**Task description**
Reproduce the data below without any changes, starting with its first line and going on through the line with "POLYGON ((153 89, 130". Include both of those lines.

**Mask labeling data**
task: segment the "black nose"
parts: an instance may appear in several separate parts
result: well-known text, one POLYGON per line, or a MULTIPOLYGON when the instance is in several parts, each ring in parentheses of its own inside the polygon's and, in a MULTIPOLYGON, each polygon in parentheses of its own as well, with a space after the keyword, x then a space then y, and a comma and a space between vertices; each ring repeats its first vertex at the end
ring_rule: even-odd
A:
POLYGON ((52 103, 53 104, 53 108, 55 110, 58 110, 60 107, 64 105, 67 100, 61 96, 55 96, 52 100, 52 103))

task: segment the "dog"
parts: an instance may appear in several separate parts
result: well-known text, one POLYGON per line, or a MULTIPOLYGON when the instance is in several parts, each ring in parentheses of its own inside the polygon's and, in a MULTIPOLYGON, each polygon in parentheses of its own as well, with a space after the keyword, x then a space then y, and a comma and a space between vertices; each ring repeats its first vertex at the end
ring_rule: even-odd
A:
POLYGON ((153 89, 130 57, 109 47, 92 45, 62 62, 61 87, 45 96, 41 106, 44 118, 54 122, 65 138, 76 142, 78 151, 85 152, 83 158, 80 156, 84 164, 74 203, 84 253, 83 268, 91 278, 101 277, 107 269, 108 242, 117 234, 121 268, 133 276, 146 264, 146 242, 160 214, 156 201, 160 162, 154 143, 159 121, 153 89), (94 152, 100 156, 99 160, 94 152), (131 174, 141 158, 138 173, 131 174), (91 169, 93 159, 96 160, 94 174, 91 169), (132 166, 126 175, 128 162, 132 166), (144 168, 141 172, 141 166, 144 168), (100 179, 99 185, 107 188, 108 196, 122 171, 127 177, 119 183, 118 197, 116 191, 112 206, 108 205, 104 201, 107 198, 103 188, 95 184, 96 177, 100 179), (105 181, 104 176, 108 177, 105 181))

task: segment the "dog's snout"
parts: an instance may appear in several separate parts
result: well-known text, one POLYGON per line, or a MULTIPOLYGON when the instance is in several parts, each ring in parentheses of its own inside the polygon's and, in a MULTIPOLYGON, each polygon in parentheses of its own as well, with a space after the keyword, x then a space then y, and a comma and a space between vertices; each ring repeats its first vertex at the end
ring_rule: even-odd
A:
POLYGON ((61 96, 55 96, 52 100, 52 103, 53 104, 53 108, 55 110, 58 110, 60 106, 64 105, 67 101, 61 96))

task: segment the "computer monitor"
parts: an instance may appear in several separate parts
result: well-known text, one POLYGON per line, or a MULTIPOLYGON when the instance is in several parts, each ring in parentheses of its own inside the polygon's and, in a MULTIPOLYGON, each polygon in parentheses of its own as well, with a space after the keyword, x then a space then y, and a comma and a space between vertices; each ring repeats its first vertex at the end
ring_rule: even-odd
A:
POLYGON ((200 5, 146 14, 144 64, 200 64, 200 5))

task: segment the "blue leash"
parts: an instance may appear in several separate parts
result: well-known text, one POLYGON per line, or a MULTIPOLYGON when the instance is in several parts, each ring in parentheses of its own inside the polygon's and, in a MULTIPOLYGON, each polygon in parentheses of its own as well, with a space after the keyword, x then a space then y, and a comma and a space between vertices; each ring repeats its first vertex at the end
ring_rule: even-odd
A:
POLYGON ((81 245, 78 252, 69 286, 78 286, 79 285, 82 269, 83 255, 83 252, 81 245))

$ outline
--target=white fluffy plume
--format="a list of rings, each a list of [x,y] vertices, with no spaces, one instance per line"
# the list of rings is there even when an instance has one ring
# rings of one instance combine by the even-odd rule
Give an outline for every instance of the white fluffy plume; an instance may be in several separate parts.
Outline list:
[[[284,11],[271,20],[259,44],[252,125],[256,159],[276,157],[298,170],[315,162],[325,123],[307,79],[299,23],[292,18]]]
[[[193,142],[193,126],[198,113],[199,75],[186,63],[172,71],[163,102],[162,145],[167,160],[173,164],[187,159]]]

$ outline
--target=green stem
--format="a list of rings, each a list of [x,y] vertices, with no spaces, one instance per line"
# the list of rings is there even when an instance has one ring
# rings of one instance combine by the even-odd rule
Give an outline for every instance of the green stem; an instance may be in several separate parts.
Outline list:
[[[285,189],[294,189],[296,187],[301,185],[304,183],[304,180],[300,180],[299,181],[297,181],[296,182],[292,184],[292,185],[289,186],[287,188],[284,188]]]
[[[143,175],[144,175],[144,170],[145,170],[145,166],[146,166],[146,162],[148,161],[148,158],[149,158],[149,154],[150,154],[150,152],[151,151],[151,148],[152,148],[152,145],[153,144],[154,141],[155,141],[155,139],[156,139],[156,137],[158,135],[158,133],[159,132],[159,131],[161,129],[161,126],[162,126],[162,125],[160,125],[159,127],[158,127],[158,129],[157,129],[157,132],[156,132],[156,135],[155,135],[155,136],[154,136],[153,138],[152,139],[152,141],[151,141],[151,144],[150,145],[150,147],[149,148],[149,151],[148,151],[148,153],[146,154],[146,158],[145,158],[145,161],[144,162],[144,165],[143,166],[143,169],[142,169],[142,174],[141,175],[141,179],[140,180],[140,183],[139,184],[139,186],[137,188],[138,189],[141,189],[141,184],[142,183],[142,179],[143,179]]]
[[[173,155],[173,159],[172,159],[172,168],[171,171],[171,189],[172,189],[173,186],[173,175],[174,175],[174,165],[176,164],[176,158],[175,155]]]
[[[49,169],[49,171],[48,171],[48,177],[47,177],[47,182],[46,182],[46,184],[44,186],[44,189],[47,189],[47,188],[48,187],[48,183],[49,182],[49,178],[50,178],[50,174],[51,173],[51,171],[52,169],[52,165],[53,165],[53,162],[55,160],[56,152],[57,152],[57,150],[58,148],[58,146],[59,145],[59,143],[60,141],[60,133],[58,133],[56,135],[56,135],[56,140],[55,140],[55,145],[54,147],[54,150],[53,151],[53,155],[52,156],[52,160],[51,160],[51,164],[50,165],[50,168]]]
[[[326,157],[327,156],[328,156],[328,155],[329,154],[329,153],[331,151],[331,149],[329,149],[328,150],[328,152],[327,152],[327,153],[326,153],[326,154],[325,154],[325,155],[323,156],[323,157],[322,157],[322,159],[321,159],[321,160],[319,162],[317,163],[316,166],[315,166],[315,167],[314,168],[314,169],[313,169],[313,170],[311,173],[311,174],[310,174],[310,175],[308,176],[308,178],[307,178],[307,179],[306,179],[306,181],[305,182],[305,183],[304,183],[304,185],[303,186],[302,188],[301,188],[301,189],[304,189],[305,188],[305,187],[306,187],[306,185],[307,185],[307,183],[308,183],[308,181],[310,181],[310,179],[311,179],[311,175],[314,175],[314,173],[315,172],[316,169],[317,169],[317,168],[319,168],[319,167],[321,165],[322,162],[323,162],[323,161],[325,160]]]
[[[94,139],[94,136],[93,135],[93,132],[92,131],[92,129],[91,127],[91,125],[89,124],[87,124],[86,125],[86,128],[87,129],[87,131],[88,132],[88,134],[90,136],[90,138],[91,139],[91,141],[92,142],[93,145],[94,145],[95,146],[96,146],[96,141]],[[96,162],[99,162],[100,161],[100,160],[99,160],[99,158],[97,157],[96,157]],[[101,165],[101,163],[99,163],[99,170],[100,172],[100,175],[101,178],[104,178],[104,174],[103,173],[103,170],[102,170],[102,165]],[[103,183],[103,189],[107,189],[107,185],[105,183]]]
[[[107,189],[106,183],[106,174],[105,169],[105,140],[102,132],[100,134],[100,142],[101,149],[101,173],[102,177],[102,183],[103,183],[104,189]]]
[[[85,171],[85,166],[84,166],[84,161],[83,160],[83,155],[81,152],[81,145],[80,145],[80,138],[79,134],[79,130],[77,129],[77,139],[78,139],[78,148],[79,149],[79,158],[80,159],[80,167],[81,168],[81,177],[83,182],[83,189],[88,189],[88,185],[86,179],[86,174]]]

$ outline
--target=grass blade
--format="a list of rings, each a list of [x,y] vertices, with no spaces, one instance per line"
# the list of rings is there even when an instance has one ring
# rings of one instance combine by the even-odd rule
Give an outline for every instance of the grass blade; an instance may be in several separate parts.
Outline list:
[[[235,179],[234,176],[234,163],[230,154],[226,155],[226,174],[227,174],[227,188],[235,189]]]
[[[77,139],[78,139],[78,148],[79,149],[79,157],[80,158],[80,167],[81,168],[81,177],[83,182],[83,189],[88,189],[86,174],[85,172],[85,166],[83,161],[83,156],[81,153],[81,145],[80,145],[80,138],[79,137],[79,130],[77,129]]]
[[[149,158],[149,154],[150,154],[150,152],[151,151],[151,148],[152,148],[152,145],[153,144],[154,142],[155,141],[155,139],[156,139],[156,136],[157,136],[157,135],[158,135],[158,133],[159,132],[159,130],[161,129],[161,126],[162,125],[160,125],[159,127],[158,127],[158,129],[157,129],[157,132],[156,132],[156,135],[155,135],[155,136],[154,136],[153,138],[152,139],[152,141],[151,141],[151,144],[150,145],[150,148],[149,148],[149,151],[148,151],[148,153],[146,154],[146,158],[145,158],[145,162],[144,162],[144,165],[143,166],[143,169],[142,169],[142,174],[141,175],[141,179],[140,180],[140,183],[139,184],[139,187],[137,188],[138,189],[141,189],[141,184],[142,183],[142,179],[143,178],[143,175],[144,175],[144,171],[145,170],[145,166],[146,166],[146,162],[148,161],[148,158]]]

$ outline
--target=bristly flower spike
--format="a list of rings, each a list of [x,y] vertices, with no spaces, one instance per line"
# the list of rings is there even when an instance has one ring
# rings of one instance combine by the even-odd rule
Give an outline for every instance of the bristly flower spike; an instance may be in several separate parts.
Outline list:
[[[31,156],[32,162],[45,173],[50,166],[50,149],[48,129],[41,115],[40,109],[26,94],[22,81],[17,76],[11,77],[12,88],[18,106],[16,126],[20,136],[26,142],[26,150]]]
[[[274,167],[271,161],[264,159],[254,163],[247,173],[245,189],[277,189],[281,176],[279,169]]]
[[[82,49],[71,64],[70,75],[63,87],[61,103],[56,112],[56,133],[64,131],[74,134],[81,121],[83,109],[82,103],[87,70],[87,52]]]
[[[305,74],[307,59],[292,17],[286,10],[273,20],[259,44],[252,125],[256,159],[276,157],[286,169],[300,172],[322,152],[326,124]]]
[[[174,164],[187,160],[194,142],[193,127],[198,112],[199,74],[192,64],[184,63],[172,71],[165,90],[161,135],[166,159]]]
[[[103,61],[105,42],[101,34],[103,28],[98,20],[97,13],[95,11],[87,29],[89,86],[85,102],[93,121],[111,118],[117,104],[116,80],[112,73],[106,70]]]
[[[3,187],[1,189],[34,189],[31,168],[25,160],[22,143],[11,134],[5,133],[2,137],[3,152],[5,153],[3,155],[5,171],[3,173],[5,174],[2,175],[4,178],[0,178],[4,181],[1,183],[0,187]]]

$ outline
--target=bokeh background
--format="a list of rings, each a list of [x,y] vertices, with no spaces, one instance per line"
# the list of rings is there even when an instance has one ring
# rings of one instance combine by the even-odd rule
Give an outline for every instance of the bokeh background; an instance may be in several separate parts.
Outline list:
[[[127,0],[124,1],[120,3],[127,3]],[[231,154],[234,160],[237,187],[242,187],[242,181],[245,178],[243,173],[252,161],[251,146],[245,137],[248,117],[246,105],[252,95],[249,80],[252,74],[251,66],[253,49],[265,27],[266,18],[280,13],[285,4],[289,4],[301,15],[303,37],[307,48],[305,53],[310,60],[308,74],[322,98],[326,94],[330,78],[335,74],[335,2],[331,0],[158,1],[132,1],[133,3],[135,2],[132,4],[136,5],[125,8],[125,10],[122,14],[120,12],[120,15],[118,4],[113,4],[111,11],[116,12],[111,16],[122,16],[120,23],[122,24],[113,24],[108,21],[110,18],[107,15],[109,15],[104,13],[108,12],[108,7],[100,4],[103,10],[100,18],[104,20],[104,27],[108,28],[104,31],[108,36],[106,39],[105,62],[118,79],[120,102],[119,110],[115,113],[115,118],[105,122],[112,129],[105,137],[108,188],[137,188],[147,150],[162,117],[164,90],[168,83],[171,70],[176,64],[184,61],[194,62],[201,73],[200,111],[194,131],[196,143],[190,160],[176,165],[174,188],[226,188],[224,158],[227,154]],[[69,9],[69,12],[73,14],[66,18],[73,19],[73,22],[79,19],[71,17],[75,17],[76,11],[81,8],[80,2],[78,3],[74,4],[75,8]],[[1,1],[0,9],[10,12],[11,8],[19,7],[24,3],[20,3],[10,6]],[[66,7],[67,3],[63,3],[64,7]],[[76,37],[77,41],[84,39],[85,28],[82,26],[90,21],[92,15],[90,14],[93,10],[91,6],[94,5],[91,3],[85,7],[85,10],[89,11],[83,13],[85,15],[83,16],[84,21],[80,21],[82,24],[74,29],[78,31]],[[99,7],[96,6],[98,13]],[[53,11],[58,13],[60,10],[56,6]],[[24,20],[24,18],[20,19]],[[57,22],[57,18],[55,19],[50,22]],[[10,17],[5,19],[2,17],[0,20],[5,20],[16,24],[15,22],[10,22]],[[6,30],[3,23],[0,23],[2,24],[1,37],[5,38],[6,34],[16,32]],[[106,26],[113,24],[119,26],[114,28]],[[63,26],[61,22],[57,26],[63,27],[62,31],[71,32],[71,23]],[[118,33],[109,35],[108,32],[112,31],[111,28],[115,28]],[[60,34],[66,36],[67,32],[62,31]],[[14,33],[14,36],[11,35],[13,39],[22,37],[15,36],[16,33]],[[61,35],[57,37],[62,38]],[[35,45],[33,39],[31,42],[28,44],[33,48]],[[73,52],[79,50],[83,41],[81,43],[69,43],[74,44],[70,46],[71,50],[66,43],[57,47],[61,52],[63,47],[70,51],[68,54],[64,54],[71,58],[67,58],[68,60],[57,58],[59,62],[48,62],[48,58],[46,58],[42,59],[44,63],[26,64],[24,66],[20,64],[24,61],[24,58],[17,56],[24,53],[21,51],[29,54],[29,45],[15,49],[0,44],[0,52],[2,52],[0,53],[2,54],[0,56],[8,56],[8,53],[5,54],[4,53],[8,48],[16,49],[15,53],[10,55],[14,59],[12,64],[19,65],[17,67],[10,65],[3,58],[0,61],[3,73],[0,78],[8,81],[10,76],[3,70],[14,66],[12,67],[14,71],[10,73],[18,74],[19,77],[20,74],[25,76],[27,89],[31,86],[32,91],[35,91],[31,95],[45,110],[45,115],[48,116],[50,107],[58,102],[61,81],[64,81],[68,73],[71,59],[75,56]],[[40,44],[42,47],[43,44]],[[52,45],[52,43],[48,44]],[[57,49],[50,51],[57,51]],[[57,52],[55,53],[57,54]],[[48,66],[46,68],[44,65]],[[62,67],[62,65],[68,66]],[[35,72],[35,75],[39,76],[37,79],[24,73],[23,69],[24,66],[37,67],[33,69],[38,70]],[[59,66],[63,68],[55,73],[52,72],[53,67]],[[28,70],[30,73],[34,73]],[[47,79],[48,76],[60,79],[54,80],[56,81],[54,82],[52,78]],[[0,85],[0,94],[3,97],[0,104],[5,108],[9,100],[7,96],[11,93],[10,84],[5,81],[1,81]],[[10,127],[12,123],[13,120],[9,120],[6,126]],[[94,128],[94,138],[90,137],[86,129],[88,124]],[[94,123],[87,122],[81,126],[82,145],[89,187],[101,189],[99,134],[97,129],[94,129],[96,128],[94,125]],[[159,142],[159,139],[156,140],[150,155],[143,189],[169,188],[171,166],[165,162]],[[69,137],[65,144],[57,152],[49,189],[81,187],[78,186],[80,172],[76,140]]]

**Completed task**
task: segment the "black nose"
parts: an instance may appear in several separate parts
result: well-known text, one POLYGON per line, or a MULTIPOLYGON when the instance is in several parts, each ring in parentheses of its own inside the polygon's and, in a MULTIPOLYGON, each polygon in parentheses of its own as well, with a space after the keyword, x then a space then y, and a comma and a space between vertices; each ring repeats its first vertex at the end
ring_rule: even-odd
A:
POLYGON ((52 103, 53 104, 53 108, 55 110, 58 110, 60 107, 64 105, 67 100, 61 96, 55 96, 52 100, 52 103))

task: segment the "dog"
parts: an instance may appear in several separate parts
result: well-known text, one POLYGON per line, or a MULTIPOLYGON when the instance is in several parts, each ring in parentheses of its own inside the polygon's and, in a MULTIPOLYGON, each polygon in parentheses of its own as well, with a space after the keyword, x then a space then y, and a comma and a space between vertices; each ring repeats its first vertex at the end
ring_rule: even-odd
A:
POLYGON ((153 89, 130 57, 109 47, 92 45, 62 62, 61 87, 45 96, 41 106, 44 118, 54 122, 65 138, 76 142, 78 151, 85 152, 83 158, 80 156, 84 164, 74 203, 84 253, 83 268, 91 278, 101 277, 107 269, 108 242, 117 234, 121 268, 133 276, 146 264, 146 242, 160 214, 156 201, 160 162, 154 143, 159 121, 153 89), (94 152, 100 156, 99 160, 94 152), (131 174, 141 158, 138 173, 131 174), (91 169, 93 159, 96 160, 94 174, 91 169), (132 166, 126 175, 128 162, 132 166), (144 168, 141 172, 141 166, 144 168), (100 179, 99 185, 107 188, 108 196, 122 171, 127 177, 119 183, 118 197, 116 191, 112 206, 108 205, 104 201, 107 198, 103 188, 95 184, 96 177, 100 179), (105 181, 104 176, 108 177, 105 181))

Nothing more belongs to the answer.